= Given problem =
Which of the lines below contain the string "lion"? Gather every such line and copy it out in full, treating uppercase and lowercase as different.

= Records provided =
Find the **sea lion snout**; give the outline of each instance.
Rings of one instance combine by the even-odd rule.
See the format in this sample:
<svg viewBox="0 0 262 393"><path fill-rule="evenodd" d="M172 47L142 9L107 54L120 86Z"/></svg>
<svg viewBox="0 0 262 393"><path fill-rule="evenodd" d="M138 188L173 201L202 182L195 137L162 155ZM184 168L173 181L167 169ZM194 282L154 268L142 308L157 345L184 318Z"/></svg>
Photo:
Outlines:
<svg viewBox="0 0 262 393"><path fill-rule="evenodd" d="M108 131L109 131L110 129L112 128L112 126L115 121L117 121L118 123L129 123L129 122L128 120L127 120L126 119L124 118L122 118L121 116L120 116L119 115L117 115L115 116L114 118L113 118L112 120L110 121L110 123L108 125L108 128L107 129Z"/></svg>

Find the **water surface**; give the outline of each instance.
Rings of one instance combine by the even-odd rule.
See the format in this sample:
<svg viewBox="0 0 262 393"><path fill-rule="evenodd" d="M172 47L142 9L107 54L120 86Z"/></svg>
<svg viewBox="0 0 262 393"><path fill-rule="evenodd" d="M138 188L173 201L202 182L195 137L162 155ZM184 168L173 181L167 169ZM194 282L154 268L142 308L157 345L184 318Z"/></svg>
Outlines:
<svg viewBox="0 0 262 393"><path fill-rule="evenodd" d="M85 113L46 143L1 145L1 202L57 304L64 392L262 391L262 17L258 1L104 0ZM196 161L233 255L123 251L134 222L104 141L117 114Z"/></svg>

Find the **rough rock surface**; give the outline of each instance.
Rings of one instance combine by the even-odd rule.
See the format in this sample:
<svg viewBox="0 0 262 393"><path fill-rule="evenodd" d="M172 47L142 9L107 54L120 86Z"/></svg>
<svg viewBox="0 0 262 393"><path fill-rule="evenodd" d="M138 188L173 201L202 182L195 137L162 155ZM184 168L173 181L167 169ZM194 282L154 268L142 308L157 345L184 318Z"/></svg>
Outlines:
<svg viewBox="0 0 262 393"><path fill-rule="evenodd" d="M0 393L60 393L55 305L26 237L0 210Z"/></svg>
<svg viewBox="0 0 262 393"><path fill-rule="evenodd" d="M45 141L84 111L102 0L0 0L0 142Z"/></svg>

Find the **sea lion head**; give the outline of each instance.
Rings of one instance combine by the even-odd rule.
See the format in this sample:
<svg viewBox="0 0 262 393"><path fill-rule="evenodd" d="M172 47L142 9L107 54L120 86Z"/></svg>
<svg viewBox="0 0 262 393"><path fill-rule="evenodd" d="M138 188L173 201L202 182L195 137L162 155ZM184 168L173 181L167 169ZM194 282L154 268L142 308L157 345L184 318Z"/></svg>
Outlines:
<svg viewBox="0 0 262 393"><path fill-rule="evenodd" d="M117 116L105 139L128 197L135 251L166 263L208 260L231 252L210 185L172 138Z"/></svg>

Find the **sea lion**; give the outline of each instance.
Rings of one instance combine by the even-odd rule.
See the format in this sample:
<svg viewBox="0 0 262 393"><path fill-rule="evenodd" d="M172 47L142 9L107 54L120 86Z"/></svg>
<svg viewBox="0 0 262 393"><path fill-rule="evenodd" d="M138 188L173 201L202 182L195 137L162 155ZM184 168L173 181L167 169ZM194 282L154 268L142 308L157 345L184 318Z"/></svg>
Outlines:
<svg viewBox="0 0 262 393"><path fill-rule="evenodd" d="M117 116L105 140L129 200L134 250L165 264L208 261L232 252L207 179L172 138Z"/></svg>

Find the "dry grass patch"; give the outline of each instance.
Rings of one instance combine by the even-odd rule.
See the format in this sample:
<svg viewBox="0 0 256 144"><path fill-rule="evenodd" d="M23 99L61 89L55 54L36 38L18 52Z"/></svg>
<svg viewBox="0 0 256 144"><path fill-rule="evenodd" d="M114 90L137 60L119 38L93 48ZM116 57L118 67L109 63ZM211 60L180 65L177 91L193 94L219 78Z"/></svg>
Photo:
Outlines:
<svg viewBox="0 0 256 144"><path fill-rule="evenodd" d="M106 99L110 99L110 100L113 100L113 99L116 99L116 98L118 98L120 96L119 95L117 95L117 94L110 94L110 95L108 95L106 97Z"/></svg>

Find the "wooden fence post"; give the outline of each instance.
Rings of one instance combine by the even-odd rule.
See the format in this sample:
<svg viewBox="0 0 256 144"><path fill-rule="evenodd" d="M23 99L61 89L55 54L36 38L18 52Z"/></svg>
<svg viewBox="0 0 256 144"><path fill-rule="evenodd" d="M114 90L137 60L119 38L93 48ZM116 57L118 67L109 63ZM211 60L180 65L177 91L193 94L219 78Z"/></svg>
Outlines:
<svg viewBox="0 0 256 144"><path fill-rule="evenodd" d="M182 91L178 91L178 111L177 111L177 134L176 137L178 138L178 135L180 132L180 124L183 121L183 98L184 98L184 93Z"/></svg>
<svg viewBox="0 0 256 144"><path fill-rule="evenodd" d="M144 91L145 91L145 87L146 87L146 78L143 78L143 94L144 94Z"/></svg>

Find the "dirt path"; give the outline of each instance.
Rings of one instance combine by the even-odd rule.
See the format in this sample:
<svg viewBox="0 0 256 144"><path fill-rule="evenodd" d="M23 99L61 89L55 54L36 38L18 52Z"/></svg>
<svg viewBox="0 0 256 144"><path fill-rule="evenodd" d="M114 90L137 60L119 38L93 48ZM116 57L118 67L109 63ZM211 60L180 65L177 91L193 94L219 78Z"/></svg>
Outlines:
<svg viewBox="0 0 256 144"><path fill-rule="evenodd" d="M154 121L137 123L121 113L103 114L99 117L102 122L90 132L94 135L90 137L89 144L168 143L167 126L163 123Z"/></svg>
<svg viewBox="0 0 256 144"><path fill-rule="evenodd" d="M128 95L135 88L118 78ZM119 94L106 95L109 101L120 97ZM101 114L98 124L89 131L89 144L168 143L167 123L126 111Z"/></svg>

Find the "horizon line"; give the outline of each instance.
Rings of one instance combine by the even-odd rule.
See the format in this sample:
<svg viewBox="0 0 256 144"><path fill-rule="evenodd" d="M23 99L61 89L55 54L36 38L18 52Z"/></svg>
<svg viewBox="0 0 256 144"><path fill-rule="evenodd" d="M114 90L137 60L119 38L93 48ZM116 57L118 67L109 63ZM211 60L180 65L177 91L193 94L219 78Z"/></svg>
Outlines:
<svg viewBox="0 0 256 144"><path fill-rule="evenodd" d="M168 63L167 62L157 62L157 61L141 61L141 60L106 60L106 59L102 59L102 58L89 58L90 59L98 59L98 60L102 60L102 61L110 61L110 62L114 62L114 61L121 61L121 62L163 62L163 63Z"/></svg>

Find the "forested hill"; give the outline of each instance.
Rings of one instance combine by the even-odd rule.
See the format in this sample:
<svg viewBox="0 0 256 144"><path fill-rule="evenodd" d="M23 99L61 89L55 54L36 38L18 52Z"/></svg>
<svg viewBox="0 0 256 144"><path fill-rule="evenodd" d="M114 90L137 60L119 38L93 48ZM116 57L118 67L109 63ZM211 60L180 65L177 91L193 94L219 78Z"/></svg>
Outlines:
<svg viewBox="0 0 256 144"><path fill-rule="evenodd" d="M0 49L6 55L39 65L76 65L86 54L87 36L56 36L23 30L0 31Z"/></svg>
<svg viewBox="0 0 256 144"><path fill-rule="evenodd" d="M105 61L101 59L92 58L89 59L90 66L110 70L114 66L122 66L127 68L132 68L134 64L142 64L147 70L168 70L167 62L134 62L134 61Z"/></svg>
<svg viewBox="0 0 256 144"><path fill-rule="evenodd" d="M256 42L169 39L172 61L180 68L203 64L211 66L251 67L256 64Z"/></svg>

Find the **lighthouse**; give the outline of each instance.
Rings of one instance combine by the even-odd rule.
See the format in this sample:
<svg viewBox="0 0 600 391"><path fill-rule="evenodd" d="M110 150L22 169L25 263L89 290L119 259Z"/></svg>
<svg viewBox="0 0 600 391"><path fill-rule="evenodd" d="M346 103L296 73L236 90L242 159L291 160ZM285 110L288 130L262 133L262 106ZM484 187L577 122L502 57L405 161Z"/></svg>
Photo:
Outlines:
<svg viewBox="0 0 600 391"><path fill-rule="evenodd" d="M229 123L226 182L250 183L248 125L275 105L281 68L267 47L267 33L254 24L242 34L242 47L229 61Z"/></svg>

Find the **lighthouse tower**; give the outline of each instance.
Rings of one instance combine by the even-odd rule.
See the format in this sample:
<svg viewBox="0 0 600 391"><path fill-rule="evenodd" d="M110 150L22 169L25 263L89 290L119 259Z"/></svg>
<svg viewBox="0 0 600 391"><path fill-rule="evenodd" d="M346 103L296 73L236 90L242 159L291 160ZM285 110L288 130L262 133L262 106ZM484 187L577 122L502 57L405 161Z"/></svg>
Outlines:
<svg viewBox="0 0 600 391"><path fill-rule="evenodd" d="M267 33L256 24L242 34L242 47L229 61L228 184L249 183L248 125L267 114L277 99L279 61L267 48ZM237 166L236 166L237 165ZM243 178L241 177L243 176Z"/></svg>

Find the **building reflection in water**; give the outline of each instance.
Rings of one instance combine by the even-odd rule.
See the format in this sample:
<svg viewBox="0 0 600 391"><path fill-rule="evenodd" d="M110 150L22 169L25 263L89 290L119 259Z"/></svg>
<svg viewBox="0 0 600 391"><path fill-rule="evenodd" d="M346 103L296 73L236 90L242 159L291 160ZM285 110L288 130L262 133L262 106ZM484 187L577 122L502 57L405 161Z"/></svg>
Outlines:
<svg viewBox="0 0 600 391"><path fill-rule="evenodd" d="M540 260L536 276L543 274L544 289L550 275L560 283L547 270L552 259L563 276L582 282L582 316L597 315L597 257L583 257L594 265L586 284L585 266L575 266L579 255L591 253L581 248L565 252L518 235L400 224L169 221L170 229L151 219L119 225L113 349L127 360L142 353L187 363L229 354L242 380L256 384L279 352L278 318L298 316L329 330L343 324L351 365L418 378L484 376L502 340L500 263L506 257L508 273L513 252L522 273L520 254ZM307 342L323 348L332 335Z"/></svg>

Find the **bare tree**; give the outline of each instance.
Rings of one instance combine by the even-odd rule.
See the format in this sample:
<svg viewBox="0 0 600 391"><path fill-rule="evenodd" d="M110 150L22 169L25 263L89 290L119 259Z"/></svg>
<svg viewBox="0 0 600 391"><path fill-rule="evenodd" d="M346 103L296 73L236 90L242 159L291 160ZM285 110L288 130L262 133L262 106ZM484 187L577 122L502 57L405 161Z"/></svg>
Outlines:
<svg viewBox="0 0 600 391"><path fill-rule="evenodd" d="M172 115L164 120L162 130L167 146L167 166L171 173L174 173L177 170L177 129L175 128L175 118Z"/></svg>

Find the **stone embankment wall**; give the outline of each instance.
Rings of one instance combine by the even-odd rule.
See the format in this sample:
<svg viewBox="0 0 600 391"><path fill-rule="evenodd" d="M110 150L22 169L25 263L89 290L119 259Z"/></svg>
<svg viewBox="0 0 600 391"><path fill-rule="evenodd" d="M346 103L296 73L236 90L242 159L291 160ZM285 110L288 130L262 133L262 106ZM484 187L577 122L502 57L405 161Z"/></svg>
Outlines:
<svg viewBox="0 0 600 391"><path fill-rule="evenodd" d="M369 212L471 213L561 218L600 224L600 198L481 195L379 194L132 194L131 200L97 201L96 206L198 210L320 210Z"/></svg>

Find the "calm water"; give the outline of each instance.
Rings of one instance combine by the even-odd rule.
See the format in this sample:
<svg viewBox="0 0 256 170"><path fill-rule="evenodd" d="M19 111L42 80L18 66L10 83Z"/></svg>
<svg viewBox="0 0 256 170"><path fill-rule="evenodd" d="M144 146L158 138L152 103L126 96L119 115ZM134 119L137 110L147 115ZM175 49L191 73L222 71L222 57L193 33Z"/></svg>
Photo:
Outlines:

= Written reply =
Find the **sea lion snout**; give the outline of each instance.
Find the **sea lion head**; give the outline of each instance.
Find the **sea lion**; give the outline of each instance.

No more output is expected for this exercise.